Location labeling records
========================================
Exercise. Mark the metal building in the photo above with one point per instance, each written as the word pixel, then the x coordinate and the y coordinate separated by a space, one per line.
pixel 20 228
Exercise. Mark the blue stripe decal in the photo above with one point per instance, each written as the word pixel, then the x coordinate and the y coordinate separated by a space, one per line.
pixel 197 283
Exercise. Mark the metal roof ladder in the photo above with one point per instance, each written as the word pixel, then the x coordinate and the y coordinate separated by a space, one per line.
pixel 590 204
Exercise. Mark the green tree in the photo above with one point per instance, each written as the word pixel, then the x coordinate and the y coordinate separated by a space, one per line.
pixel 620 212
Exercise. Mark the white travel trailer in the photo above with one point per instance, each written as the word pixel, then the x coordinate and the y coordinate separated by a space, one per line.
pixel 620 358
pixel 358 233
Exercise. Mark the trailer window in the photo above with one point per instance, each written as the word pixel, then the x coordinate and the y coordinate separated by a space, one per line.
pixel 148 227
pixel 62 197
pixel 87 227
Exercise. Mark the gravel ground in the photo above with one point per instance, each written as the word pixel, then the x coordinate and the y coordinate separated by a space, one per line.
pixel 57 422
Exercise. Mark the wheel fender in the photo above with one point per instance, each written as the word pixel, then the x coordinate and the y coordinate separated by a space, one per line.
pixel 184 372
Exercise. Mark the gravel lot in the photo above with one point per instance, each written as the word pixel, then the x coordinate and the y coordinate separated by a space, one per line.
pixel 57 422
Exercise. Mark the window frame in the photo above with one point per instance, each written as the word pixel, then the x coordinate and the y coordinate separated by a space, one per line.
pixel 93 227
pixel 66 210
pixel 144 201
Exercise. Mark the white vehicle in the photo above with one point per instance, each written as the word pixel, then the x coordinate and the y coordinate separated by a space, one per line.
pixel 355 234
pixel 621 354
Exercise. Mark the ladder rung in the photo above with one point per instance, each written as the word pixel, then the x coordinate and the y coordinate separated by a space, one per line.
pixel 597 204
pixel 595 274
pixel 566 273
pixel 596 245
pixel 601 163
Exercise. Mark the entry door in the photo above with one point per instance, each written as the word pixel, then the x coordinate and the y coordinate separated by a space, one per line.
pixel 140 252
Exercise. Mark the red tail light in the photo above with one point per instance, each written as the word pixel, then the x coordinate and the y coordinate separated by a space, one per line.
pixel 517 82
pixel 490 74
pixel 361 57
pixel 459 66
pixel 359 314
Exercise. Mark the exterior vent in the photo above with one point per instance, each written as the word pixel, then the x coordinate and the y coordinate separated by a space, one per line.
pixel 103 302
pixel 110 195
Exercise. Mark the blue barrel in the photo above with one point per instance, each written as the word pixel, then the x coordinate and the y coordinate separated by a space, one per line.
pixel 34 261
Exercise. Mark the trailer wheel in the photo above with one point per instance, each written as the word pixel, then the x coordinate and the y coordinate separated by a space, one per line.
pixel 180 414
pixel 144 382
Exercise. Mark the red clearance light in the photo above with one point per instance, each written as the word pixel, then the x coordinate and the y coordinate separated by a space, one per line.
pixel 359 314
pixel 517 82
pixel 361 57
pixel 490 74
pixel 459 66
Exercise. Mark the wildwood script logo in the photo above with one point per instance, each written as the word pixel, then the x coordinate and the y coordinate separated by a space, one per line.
========================================
AIM - Reproduce every line of the records above, without changing anything.

RESULT OF THE EXERCISE -
Exercise. Mark the metal building in the photo above with one point per instance, each written as the word pixel, then the x coordinate and the y coordinate separated by a space, one per line.
pixel 20 228
Exercise. Mark the blue stripe decal in the photo above with one point per instance, each written as the word pixel, then the x coordinate and the y coordinate separated by a space, one per line.
pixel 197 283
Exercise. Mark the metal roof ladder in the photo above with one point per instance, each written as the word pixel, then the x coordinate and the y coordinate separated by a space, one per line.
pixel 590 204
Exercise. Mark the green tree in the photo above with one point per instance, each written as the word pixel, then the x coordinate and the y coordinate separated by a space, one per line.
pixel 620 212
Exercise. Mark the white travel trailer in the photo above with one point per instance, each written as the word pixel, then the x coordinate and the y coordinate separated by a space, one per line.
pixel 620 358
pixel 358 233
Exercise. Mark the trailer window in the photo above with one point per instance, each written as the word pixel, then the x coordinate and the y coordinate separated by a space, one per line.
pixel 148 227
pixel 62 197
pixel 87 227
Exercise. Mark the gravel ground in the photo above with one point per instance, each written as the word pixel, then the x coordinate and the y coordinate separated by a space, one per line.
pixel 57 422
Exercise. Mark the wheel fender in the photo above with one point per instance, each written as the word pixel, then the x coordinate and the y coordinate separated by a space, one per line.
pixel 184 372
Exercise. Mark the gravel lot in the photo above with one point per instance, each written as the word pixel, then the x coordinate and the y coordinate separated by a space, one per line.
pixel 57 422
Exercise. Mark the window frame in the photo above with one point per instance, each written as the word pixel, then the x coordinate and the y coordinate separated by a space, one per line.
pixel 93 227
pixel 66 210
pixel 144 201
Exercise. Mark the white vehicle in the photo above with one point per instance, each written as the word pixel, then the x coordinate and the y coordinate separated by a space, one per line.
pixel 355 234
pixel 621 354
Exercise. Mark the ladder rung in the photo above with one point per instance, each written as the word pixel, then the x coordinate and the y coordinate separated by a space, one per line.
pixel 597 204
pixel 595 274
pixel 566 273
pixel 596 245
pixel 601 163
Exercise. Mark the entry door in the photo above with one point per instance, each written as the word pixel, then the x coordinate and the y coordinate separated by a space, one per line.
pixel 140 252
Exercise. Mark the red tail light in the photo above with one point per instance, each written as the word pixel, then the x coordinate and the y coordinate separated by a space, one per line.
pixel 517 82
pixel 490 74
pixel 361 57
pixel 459 66
pixel 359 314
Exercise. Mark the exterior vent in the photo above with one point per instance, each written as the word pixel, then the x coordinate and the y coordinate separated by a space, one per line.
pixel 103 302
pixel 110 195
Exercise. Mark the blue barrel in the photo above with one point per instance, each written as the word pixel, then the x coordinate and the y coordinate separated by a space, one per line.
pixel 34 261
Exercise. Mark the trailer wheel in the photo above with one point per instance, each written as the word pixel, then the x coordinate and the y coordinate separated by a space, one per line.
pixel 180 414
pixel 144 382
Exercise. Mark the red clearance light in the photo above with one point per instance, each written as the word pixel, then the x coordinate and the y coordinate separated by a space, one per line.
pixel 359 314
pixel 517 82
pixel 361 57
pixel 490 74
pixel 459 66
Exercise. Mark the wildwood script logo in the photo above with one point per instance, each written as the word pixel, then the x coordinate and the y coordinate separated by a space, one per line.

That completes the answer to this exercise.